Stored entries:
───

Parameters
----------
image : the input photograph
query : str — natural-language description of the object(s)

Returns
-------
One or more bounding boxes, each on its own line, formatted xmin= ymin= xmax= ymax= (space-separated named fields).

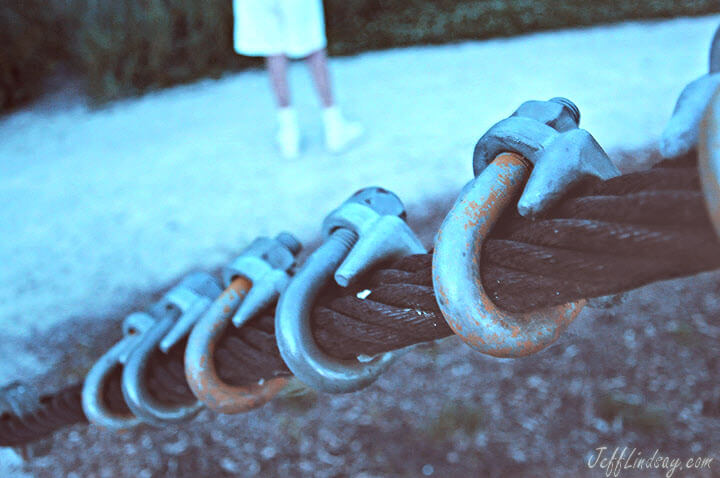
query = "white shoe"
xmin=323 ymin=106 xmax=364 ymax=153
xmin=275 ymin=106 xmax=300 ymax=159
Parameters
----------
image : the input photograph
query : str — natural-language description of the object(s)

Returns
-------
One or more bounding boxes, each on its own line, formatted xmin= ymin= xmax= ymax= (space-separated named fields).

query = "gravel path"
xmin=5 ymin=195 xmax=720 ymax=478
xmin=0 ymin=16 xmax=720 ymax=477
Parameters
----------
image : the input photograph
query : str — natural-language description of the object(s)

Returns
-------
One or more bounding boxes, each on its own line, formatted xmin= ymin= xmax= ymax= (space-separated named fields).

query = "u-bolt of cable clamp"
xmin=698 ymin=86 xmax=720 ymax=237
xmin=432 ymin=153 xmax=585 ymax=357
xmin=185 ymin=233 xmax=301 ymax=413
xmin=82 ymin=312 xmax=156 ymax=431
xmin=122 ymin=273 xmax=221 ymax=426
xmin=275 ymin=188 xmax=425 ymax=393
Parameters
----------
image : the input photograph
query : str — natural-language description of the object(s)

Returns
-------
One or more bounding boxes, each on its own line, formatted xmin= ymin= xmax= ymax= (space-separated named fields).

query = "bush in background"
xmin=0 ymin=0 xmax=72 ymax=110
xmin=0 ymin=0 xmax=720 ymax=109
xmin=72 ymin=0 xmax=256 ymax=100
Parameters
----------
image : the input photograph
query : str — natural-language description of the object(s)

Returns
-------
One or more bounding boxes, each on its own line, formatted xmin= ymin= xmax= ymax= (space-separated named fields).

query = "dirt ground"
xmin=8 ymin=176 xmax=720 ymax=478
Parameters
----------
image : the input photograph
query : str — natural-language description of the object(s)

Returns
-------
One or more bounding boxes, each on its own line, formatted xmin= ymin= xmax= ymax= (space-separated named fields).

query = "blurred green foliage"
xmin=0 ymin=0 xmax=720 ymax=109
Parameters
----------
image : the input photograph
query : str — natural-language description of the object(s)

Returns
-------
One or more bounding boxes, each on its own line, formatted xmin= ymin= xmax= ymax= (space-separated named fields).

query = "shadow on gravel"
xmin=7 ymin=148 xmax=720 ymax=478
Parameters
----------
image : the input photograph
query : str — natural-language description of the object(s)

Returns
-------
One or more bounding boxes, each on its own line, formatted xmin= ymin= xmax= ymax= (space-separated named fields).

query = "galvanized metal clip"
xmin=122 ymin=273 xmax=221 ymax=426
xmin=473 ymin=98 xmax=620 ymax=218
xmin=185 ymin=233 xmax=301 ymax=413
xmin=82 ymin=312 xmax=156 ymax=431
xmin=432 ymin=153 xmax=585 ymax=357
xmin=275 ymin=187 xmax=425 ymax=393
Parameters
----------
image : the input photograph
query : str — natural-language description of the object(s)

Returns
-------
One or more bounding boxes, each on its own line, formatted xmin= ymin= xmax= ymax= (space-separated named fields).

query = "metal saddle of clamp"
xmin=275 ymin=187 xmax=425 ymax=393
xmin=122 ymin=273 xmax=221 ymax=426
xmin=432 ymin=153 xmax=585 ymax=357
xmin=82 ymin=312 xmax=156 ymax=431
xmin=432 ymin=98 xmax=600 ymax=357
xmin=473 ymin=98 xmax=620 ymax=218
xmin=185 ymin=233 xmax=301 ymax=413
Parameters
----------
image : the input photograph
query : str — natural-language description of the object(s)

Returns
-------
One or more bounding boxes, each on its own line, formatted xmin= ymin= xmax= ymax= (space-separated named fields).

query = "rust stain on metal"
xmin=433 ymin=153 xmax=584 ymax=357
xmin=185 ymin=277 xmax=287 ymax=413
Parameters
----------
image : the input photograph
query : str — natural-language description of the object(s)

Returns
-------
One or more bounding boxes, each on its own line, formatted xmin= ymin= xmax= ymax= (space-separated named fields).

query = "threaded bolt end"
xmin=550 ymin=96 xmax=580 ymax=126
xmin=325 ymin=227 xmax=358 ymax=251
xmin=275 ymin=232 xmax=302 ymax=256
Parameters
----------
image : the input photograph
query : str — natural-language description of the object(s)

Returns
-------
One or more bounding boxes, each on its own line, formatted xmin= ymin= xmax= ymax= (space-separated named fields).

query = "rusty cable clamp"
xmin=432 ymin=98 xmax=619 ymax=357
xmin=185 ymin=233 xmax=302 ymax=413
xmin=82 ymin=273 xmax=220 ymax=430
xmin=122 ymin=272 xmax=221 ymax=426
xmin=275 ymin=187 xmax=426 ymax=393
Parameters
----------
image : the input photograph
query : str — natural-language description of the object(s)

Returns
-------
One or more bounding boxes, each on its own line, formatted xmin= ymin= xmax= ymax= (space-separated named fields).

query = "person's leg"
xmin=306 ymin=48 xmax=363 ymax=153
xmin=266 ymin=55 xmax=300 ymax=158
xmin=265 ymin=55 xmax=290 ymax=108
xmin=307 ymin=48 xmax=334 ymax=108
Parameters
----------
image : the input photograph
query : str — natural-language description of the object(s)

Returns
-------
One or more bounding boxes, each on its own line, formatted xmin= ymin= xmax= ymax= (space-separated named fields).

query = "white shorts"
xmin=233 ymin=0 xmax=327 ymax=58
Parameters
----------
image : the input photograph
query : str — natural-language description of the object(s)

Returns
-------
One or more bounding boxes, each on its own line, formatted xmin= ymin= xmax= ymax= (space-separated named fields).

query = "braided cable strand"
xmin=0 ymin=157 xmax=720 ymax=446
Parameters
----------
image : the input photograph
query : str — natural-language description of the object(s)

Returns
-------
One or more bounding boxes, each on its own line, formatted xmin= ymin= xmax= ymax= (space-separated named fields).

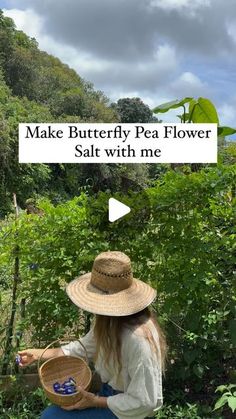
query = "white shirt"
xmin=62 ymin=320 xmax=163 ymax=419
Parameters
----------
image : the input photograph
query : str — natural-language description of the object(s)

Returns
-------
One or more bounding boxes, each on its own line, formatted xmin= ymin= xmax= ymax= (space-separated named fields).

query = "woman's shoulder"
xmin=123 ymin=320 xmax=159 ymax=351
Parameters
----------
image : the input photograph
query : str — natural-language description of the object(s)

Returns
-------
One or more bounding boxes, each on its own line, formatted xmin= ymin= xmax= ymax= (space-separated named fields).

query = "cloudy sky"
xmin=0 ymin=0 xmax=236 ymax=126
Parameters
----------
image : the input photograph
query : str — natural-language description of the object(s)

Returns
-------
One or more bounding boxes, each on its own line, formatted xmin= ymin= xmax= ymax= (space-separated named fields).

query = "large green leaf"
xmin=189 ymin=97 xmax=219 ymax=124
xmin=218 ymin=127 xmax=236 ymax=137
xmin=153 ymin=97 xmax=193 ymax=113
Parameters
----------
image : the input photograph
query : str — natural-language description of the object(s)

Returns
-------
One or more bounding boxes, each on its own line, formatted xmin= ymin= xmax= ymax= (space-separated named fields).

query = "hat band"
xmin=90 ymin=267 xmax=133 ymax=294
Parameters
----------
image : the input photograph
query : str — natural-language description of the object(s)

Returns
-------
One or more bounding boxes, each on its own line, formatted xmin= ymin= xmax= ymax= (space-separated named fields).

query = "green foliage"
xmin=0 ymin=388 xmax=48 ymax=419
xmin=153 ymin=97 xmax=193 ymax=113
xmin=214 ymin=384 xmax=236 ymax=413
xmin=153 ymin=97 xmax=236 ymax=137
xmin=0 ymin=166 xmax=235 ymax=391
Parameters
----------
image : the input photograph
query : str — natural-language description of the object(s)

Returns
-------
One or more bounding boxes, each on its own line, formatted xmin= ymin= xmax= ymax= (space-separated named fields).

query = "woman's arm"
xmin=18 ymin=348 xmax=64 ymax=367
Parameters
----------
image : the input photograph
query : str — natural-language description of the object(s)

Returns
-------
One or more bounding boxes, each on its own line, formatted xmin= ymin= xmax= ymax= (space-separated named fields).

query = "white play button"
xmin=109 ymin=198 xmax=130 ymax=223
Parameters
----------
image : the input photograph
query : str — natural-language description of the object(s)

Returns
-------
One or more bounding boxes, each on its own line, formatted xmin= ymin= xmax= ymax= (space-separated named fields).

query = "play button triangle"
xmin=109 ymin=198 xmax=130 ymax=223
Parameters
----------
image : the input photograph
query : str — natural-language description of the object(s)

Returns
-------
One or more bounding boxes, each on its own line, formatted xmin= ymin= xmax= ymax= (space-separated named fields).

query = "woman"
xmin=20 ymin=252 xmax=166 ymax=419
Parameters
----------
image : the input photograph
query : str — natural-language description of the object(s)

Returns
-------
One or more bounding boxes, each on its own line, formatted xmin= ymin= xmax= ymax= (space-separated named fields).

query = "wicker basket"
xmin=38 ymin=339 xmax=92 ymax=406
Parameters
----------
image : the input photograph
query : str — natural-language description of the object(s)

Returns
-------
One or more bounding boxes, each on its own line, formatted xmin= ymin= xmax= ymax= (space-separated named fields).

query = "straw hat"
xmin=66 ymin=252 xmax=156 ymax=316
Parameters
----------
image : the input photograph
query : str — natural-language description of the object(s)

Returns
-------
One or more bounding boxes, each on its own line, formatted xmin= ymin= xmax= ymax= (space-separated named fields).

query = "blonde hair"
xmin=94 ymin=307 xmax=167 ymax=374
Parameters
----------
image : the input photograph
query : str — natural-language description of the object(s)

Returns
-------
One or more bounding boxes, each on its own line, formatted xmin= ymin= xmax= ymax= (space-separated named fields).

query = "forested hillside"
xmin=0 ymin=11 xmax=131 ymax=217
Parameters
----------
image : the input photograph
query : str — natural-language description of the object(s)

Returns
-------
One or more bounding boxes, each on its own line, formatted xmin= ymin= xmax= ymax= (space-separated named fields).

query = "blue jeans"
xmin=40 ymin=384 xmax=119 ymax=419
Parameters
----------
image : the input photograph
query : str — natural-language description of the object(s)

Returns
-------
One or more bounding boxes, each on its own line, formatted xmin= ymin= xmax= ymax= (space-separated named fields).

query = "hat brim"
xmin=66 ymin=273 xmax=156 ymax=316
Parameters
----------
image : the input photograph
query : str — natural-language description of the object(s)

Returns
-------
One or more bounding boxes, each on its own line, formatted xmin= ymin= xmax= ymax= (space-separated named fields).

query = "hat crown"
xmin=91 ymin=252 xmax=133 ymax=293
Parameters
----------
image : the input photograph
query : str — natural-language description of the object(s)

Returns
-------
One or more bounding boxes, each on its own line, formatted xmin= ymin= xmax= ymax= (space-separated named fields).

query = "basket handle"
xmin=37 ymin=337 xmax=89 ymax=371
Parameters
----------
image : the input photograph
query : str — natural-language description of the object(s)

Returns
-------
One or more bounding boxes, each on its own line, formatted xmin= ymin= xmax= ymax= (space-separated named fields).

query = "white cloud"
xmin=150 ymin=0 xmax=211 ymax=12
xmin=3 ymin=9 xmax=43 ymax=38
xmin=218 ymin=103 xmax=236 ymax=127
xmin=170 ymin=71 xmax=210 ymax=97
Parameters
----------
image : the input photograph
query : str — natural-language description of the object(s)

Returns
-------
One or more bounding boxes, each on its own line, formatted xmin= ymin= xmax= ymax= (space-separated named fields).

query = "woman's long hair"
xmin=94 ymin=307 xmax=167 ymax=374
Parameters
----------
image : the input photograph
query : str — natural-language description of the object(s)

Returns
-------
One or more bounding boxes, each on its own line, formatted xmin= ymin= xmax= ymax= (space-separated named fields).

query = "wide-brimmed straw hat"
xmin=66 ymin=252 xmax=156 ymax=316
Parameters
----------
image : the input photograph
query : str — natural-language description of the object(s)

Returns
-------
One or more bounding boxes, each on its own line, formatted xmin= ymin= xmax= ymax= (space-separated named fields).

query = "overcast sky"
xmin=0 ymin=0 xmax=236 ymax=127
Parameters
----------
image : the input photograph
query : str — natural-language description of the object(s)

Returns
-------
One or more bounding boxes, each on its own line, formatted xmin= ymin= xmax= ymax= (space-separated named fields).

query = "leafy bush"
xmin=0 ymin=166 xmax=235 ymax=401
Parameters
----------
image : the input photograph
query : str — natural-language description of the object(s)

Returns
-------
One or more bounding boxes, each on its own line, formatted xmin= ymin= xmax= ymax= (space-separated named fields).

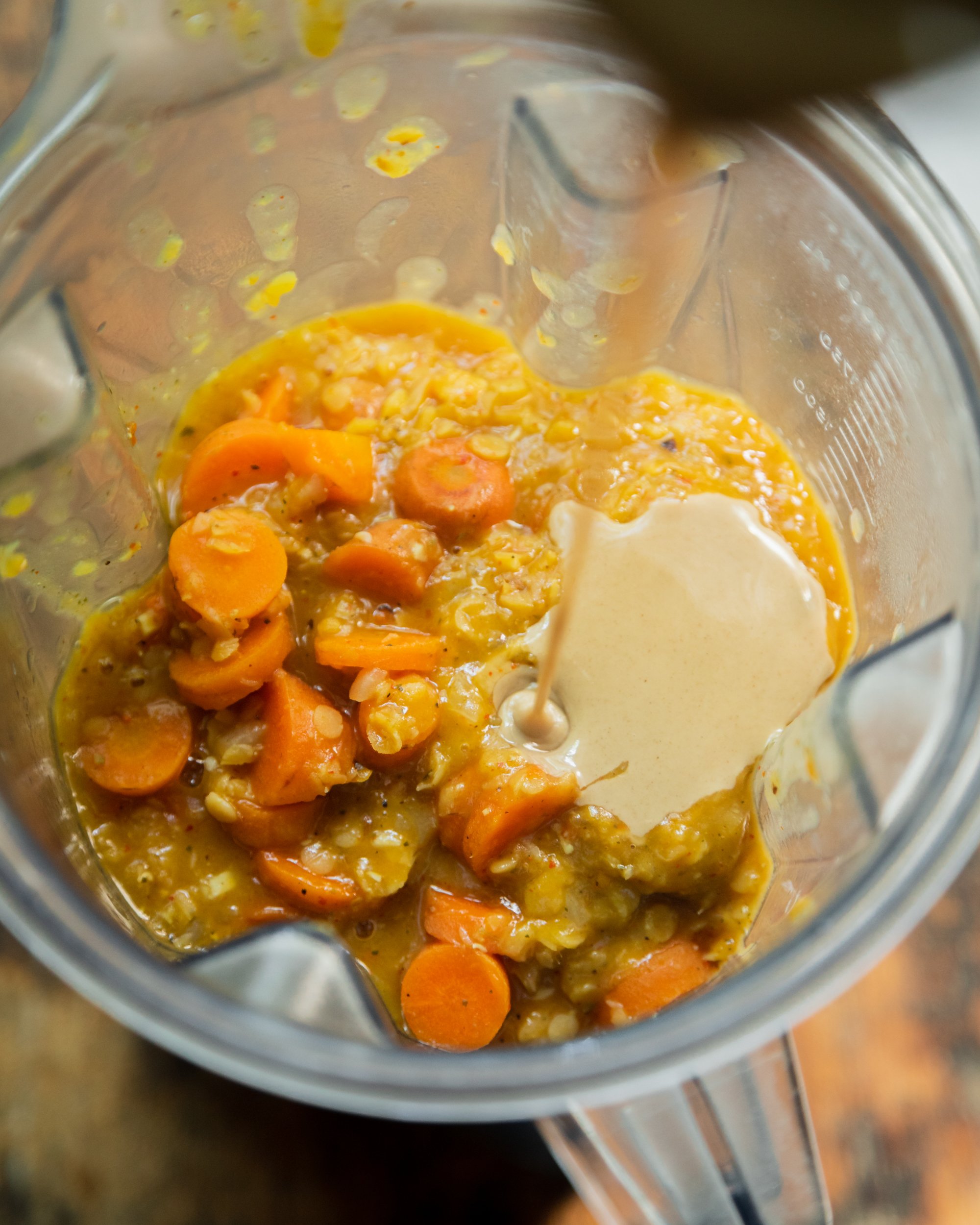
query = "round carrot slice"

───

== Instruction ==
Count the lines in the entries above that contain the string "green", treating uppercase and lowercase as different, and reply with that number only.

== Task answer ==
3